What the exercise asks - Express all of the material as a two-column CSV with columns named input and output, one row per entry giving its text and its answer. Put each value in one quoted field, with line breaks replaced by spaces.

─── Listing ───

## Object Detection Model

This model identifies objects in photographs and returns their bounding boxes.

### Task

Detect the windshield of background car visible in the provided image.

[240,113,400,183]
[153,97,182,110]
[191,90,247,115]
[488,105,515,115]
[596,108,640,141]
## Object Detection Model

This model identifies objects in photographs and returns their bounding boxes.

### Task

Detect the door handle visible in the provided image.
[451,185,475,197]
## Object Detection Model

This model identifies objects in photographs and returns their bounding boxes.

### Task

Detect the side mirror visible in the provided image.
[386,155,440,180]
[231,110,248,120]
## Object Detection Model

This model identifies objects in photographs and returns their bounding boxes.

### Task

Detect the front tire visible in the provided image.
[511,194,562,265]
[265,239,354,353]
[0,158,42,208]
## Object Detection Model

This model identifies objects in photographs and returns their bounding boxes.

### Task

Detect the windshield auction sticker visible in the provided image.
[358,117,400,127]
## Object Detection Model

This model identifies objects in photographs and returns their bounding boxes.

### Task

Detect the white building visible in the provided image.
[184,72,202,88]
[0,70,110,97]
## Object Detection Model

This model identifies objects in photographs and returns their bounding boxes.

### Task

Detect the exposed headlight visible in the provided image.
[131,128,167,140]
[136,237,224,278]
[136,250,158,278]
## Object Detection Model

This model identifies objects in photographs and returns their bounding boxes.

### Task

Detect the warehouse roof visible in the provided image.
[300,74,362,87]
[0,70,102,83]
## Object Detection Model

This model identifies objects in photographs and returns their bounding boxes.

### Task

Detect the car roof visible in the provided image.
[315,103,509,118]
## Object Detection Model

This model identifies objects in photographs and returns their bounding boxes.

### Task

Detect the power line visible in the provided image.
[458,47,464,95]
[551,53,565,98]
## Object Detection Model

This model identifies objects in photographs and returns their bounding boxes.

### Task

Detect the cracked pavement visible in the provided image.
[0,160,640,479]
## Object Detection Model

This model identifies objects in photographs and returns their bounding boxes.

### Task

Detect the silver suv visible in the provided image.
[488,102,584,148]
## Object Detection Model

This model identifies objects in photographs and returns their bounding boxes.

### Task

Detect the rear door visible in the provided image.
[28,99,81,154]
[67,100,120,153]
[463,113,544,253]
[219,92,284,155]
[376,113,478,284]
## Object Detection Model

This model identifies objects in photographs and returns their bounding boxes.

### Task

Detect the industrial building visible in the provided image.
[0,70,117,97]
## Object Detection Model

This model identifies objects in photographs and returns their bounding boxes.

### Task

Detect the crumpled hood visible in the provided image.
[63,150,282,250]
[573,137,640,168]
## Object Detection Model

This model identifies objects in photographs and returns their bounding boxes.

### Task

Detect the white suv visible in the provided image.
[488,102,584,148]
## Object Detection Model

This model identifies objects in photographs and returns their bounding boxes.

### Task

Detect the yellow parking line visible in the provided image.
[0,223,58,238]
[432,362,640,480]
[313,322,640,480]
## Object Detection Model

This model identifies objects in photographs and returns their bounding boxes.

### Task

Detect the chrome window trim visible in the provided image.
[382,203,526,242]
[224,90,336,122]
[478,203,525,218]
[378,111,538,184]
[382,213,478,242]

───

Finished task -
input,output
"## Object Detection Model This model identifies objects in photographs and returns their bounding boxes. ### Task Detect the windshield of background car visible in the provided image.","[240,113,400,183] [153,97,182,110] [191,90,247,115] [488,105,515,115] [596,108,640,141]"
"## Object Detection Model This model identifies objects in photographs and returns their bounding boxes. ### Task Detect the door handle visible in the provided image.","[451,185,475,197]"
"## Object Detection Model This model identifies objects in photographs and returns their bounding boxes. ### Task Detect the side mirror visible in the provided image.","[386,155,440,180] [231,110,248,120]"
"## Object Detection Model This model identifies objects in photographs and returns their bounding boxes. ### Task Detect the front tire visible in the provided image.","[511,194,562,265] [265,239,354,353] [0,158,42,208]"
"## Object Detection Model This model identifies objects in photographs and returns their bounding boxes. ### Task Detect the windshield auction sticker visible in the provided image.","[358,117,400,127]"
"## Object Detection Model This model identifies objects in photographs and returns their bounding boxes. ### Task Detect the white building visible in the provided image.","[184,72,202,88] [0,70,110,97]"
"## Object Detection Model This model identifies objects in photographs and returns their bounding boxes. ### Task Detect the exposed headlight visible in the provided image.","[131,128,167,140] [136,237,224,278] [136,250,158,278]"
"## Object Detection Model This model identifies objects in photographs and returns their bounding boxes. ### Task Detect the warehouse roof visible in the provided image.","[300,74,362,87] [0,70,102,83]"
"## Object Detection Model This model identifies objects in photographs and returns their bounding boxes. ### Task Detect the car roof visible in the provided image.","[315,103,509,118]"
"## Object Detection Model This model identifies objects in photographs and returns their bounding boxes. ### Task Detect the power line visible in the provided image.","[458,47,464,95] [551,53,565,98]"
"## Object Detection Model This model identifies objects in photographs and returns their bounding boxes. ### Task Detect the cracked pavement visible in the provided image.","[0,160,640,479]"
"## Object Detection Model This model identifies objects in photographs and returns their bounding boxes. ### Task Detect the silver suv visible in the provided image.","[488,102,584,148]"
"## Object Detection Model This model identifies objects in photographs and returns their bounding boxes. ### Task Detect the rear door visible in the provided image.","[28,99,81,154] [67,100,120,153] [463,113,544,253] [219,92,284,155] [376,113,478,284]"
"## Object Detection Model This model identifies objects in photographs and returns their bounding boxes. ### Task Detect the industrial building visible in the provided image.","[0,70,117,97]"
"## Object Detection Model This model identifies objects in photographs and returns their bounding boxes. ### Task Detect the crumpled hood visible in the provided image.","[63,150,282,250] [573,137,640,168]"
"## Object Detection Model This model identifies objects in photographs and returns their bounding boxes. ### Task Detect the white suv visible in the provided image.","[488,102,584,148]"
"## Object Detection Model This model identifies objects in photographs and returns their bounding boxes. ### Task Detect the yellow parking line visible in the provided image.","[0,223,58,238] [432,362,640,480] [313,322,640,480]"
"## Object Detection Model This model identifies objects in photographs and returns their bounding boxes. ### Task Detect the chrome window trim visible in the provided image.","[382,203,526,242] [224,90,336,122] [478,203,525,218] [378,111,538,184] [382,213,478,242]"